-- begin --
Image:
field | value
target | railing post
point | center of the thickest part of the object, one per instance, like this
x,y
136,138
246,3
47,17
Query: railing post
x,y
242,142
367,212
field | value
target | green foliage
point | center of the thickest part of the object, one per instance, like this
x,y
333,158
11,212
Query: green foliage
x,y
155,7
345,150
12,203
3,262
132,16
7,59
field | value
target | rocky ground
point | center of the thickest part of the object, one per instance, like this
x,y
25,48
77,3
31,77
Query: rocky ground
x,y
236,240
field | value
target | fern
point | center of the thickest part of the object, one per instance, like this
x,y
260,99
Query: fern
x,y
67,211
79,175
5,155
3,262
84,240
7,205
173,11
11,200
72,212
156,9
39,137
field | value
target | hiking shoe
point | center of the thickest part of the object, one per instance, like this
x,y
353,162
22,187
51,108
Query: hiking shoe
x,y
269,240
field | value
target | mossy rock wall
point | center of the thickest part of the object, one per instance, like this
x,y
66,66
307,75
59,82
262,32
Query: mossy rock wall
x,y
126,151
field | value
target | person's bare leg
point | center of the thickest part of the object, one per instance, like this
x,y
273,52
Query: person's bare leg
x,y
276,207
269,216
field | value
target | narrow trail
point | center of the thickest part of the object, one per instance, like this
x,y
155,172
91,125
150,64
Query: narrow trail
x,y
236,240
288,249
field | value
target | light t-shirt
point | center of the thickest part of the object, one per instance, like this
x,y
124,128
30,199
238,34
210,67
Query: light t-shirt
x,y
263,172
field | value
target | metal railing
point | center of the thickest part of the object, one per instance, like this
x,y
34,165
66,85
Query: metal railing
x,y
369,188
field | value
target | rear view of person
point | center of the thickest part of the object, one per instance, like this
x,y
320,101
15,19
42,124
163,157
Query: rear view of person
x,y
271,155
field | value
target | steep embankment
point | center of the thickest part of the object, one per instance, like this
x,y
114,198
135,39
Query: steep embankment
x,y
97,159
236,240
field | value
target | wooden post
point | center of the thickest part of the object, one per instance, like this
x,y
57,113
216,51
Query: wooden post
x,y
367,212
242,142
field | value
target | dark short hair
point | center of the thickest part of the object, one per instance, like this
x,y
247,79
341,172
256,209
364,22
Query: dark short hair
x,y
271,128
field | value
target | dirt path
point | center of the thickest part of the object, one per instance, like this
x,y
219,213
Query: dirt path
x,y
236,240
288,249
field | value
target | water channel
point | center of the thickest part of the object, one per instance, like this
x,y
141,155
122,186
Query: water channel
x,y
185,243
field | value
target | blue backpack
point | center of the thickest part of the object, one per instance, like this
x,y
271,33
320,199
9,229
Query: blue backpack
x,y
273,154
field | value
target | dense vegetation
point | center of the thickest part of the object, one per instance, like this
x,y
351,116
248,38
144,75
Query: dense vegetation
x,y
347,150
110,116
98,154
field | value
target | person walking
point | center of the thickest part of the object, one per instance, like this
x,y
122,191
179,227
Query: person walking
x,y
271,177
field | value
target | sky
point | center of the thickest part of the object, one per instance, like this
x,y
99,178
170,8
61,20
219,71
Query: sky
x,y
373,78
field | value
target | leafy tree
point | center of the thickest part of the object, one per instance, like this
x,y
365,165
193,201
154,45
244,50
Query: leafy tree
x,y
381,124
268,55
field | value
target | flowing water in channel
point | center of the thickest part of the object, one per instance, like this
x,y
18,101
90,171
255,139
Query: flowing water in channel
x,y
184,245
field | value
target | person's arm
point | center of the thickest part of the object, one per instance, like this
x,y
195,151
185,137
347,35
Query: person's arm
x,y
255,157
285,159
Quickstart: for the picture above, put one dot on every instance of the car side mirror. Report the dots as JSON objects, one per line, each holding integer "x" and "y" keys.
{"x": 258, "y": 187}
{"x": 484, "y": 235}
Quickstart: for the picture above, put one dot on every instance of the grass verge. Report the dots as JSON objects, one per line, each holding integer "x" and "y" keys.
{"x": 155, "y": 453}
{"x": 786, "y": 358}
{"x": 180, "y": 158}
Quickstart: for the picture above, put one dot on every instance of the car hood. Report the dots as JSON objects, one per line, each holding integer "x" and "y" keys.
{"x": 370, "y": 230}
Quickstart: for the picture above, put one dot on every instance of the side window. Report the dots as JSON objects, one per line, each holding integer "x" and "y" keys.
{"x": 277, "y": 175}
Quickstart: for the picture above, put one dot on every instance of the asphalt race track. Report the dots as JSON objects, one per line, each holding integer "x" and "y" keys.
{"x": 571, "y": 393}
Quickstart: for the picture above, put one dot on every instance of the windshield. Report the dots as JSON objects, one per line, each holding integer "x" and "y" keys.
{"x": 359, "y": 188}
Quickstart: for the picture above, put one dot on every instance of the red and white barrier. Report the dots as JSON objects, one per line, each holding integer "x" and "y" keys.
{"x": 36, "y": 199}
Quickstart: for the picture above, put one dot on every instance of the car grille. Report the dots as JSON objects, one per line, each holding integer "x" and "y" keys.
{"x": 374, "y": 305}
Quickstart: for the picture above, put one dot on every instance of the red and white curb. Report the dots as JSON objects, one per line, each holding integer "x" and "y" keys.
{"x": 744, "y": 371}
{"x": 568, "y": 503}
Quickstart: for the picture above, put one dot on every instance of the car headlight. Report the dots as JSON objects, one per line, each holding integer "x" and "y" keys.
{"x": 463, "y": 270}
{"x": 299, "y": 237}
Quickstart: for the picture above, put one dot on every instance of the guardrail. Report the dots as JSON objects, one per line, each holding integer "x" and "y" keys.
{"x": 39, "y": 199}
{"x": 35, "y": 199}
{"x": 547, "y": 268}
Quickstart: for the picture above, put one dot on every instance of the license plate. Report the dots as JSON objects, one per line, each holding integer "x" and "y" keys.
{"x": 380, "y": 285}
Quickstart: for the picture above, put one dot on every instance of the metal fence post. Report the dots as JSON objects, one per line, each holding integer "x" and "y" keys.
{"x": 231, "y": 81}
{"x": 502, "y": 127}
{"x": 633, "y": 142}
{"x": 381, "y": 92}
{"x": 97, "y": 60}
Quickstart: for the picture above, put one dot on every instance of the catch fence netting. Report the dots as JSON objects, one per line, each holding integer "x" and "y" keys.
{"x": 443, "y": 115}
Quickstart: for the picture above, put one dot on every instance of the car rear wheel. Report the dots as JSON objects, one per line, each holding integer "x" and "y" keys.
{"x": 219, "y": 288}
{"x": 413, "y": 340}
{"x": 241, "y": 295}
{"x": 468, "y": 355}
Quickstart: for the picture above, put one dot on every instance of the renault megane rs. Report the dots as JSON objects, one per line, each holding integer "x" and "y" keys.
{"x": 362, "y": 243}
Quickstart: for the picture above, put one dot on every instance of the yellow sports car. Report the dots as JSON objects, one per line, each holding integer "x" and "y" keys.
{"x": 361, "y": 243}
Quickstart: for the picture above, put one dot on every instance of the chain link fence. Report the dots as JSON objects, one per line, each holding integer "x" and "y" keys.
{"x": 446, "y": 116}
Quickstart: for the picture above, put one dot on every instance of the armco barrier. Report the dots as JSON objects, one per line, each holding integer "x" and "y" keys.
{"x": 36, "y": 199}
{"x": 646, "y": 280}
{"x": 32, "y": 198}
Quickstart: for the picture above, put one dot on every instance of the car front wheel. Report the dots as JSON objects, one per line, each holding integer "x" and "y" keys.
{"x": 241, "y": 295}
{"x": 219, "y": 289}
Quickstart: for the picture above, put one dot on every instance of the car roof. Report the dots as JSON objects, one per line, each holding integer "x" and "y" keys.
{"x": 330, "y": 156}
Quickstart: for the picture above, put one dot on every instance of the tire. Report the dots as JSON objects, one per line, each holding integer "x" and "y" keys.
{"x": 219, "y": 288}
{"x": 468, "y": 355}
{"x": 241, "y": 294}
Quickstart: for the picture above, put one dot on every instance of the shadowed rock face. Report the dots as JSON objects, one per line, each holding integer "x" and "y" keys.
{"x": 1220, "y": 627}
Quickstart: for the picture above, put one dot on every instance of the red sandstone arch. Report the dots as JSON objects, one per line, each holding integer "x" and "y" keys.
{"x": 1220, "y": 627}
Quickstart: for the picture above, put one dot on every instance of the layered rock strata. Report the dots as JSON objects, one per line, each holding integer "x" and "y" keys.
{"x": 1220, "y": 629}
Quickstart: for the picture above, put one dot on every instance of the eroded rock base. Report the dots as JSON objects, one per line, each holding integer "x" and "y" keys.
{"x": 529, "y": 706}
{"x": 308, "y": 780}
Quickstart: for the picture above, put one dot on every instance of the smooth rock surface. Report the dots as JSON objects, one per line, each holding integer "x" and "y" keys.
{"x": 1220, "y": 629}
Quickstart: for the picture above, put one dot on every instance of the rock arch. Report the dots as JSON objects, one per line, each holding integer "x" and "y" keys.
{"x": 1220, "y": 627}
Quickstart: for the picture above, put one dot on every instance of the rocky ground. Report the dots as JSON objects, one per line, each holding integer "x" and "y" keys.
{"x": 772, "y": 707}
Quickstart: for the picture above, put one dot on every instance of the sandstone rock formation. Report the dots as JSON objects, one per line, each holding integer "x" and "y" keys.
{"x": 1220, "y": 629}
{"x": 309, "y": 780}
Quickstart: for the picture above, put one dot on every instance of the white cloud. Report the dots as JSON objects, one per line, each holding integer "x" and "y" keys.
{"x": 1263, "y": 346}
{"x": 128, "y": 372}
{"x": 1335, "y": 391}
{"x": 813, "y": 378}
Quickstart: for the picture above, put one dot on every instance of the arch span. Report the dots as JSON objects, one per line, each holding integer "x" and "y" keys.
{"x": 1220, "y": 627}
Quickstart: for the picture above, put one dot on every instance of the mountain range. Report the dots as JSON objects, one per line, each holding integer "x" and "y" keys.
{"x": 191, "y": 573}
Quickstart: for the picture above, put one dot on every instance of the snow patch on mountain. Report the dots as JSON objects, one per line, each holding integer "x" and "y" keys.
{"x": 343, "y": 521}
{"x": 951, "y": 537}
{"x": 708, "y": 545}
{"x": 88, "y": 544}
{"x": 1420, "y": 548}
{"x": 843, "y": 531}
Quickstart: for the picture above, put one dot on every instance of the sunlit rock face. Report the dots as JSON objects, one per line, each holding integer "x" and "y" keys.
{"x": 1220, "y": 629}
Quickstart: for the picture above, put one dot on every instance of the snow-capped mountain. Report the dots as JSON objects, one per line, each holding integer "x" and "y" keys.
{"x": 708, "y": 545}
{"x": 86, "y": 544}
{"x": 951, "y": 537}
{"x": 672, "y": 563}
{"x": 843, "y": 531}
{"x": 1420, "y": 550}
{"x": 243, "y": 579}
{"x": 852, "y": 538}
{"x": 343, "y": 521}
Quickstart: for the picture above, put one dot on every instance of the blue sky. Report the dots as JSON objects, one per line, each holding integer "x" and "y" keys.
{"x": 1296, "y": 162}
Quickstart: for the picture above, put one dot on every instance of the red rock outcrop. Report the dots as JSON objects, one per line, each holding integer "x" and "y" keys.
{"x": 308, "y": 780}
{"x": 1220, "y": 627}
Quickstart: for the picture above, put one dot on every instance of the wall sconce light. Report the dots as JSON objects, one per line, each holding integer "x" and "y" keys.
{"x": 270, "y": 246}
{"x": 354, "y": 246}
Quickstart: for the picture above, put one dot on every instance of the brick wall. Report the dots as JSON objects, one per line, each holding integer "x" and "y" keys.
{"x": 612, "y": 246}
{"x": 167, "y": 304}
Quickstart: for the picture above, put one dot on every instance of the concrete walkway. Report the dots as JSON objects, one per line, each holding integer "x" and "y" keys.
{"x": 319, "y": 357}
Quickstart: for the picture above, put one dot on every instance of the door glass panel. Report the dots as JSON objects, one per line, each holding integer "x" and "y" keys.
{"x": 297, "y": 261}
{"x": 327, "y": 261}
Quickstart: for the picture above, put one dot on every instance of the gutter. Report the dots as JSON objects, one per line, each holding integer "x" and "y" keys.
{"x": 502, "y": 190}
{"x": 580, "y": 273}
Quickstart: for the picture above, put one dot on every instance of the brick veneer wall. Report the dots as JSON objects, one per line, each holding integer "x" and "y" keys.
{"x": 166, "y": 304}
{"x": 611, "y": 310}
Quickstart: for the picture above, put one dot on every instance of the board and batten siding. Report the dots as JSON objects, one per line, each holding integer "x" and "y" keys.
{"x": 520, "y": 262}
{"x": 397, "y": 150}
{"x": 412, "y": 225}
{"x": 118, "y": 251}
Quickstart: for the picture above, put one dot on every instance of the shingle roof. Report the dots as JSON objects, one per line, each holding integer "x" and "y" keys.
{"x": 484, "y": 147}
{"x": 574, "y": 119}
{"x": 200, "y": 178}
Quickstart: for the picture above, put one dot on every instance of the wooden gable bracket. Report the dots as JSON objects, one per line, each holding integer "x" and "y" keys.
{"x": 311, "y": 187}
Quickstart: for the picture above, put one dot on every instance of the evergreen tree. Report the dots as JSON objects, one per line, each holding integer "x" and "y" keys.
-- end --
### Instructions for the task
Render the lines from the one containing "of the concrete" through the last line of the entries as a Markdown table with two columns, Row and Line, giving each line a row number and leaving out any blank lines.

### Result below
| Row | Line |
|---|---|
| 1 | Quickstart: for the picture above, put one dot on every instance of the concrete walkway. Report the dots as JSON objects, one per line, each holding integer "x" and "y" keys. |
| 2 | {"x": 319, "y": 357} |
| 3 | Quickstart: for the picture above, put one dot on every instance of the door glass panel. Report the dots as JSON objects, one per line, each holding integer "x" and "y" keys. |
| 4 | {"x": 297, "y": 261} |
| 5 | {"x": 327, "y": 261} |
| 6 | Quickstart: for the picture above, put one dot on every instance of the gutter. Report the dots as JSON objects, one per line, each holding integer "x" and "y" keys. |
| 7 | {"x": 502, "y": 190} |
| 8 | {"x": 580, "y": 273} |
| 9 | Quickstart: for the picture above, put one dot on every instance of the brick veneer wall. Report the dots as JSON objects, one per line, each holding integer "x" and "y" keys. |
| 10 | {"x": 166, "y": 304} |
| 11 | {"x": 611, "y": 310} |
| 12 | Quickstart: for the picture above, put one dot on every instance of the board and batten siding. Report the dots as JSON objects, one per line, each holding integer "x" and "y" keys. |
| 13 | {"x": 520, "y": 262} |
| 14 | {"x": 397, "y": 150} |
| 15 | {"x": 412, "y": 225} |
| 16 | {"x": 118, "y": 251} |
| 17 | Quickstart: for the picture above, put one dot on every instance of the shingle roof. Report the dots as JSON objects, one per line, each holding integer "x" and "y" keys. |
| 18 | {"x": 484, "y": 147} |
| 19 | {"x": 574, "y": 119} |
| 20 | {"x": 200, "y": 178} |
| 21 | Quickstart: for the picture above, put one dot on every instance of the wooden gable bracket. Report the dots as JSON objects, one per line, each holding integer "x" and "y" keys. |
| 22 | {"x": 311, "y": 187} |
| 23 | Quickstart: for the picture above, put one dot on every instance of the evergreen tree. Report the dots as JSON objects, one per line, each holding integer "x" and "y" keys. |